We have seen some CPOs already leverage dynamic pricing and subscriptions to improve customer economics while reducing their impact on the grid. EVGo launched a time-of-use tariff pilot in US, with on-peak and off-peak differentiated rates; E.On has piloted dynamic pricing in Denmark. The E.On system gives customers significant discounts at times when renewable generation is more prevalent, while reducing potential peaks. The Australian Renewable Energy Agency (ARENA) and energy retailer AGL joint Electric Vehicle Orchestration Trial found that time-of-use tariffs can play an immediate role in moving charging to off-peak periods; they also discovered that overall residential EV charging load was smaller and more diverse than expected.   

Other players are focusing more on private charging infrastructure, and especially home charging. For example, Jedlix, Kaluza from OVO and EV.Energy in Europe allow drivers to schedule charging time at home to optimise load balancing and/or make use of the cleanest energy available. Jedlix’s system intelligently adapts to a multitude of factors – most notably, the availability of a customer’s solar panels. With the rise of the electric home, we will see growth in the kind of solutions that can integrate solar PV, home storage, heat pumps, time of use tariffs and even more dynamic tariffs.  

We expect demand aggregators and demand response business models to develop and consolidate, meaning stakeholders must be deliberate and focused about planning for co-location of EVs with generation and storage, in order to boost flexibility on both sides. It is also very important that the network, CPO and market aggregators’ pricing is aligned to convey the right incentive to the customers and fully unlock the benefits of flexibility management for the grid and customers. 

Vehicle to grid charging (V2G) is not yet ready to scale commercially, but there are players that have worked on the opportunity for more than a decade (e.g., Nuvve, Fermata Energy). With long parking hours for EVs at home, workplaces and at certain destinations, as well as niche cases like electric buses, we find interesting grid balancing opportunities. The first commercial electric school bus V2G program in the US has been announced by Highland. This looks particularly promising, since electric school buses are ideal assets for V2G applications, with nearly 500,000 in use in North America which all spend the majority of their time parked up. They could be charging during peak solar generation time, and partially discharging at evening peak demand hours. Fossil fuel-powered buses provide no value when idle, but electric buses can be used effectively as mobile batteries when not transporting students, providing additional power to support grid stability and resiliency. We will continue to see these types of opportunities evolve as grid balancing and energy transition enablers. 

c) Transparency, standardisation and automation of the connection process 

Many distribution grids have started proactively deploying capacity maps and connection portals, with Eurelectric reporting that these are available across 16 European countries so far. However, most capacity maps in use today are designed for generation, not consumption. Networks could proactively highlight the areas where public EV charging is likely to be beneficial from grid support and CO2 perspectives — for example, areas with high PV penetration in which EV drivers park for long periods during the day. 

There are emerging tools in the market that can help automate the connection studies and support self-service for applications, such as Envelio by E.On or Plexigrid digital twin platforms as examples. The leading distributors aim to streamline the entire process from connection pre-checks to analysis of connection options and grid study parametrisation, as well as selecting the best variant and reservations management. Customer requests can be then handled much faster, so much so that network teams could save up to 85% of effort in connection request processing.

### Do this
Put this sentence from the EV charging text into Spanish: "Other players are focusing more on private charging infrastructure, and especially home charging."

### Data listing
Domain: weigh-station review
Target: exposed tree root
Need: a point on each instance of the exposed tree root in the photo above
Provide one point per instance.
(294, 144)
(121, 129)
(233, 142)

### Response to the task
Otros actores se están centrando más en la infraestructura de carga privada y, en especial, en la carga en el hogar.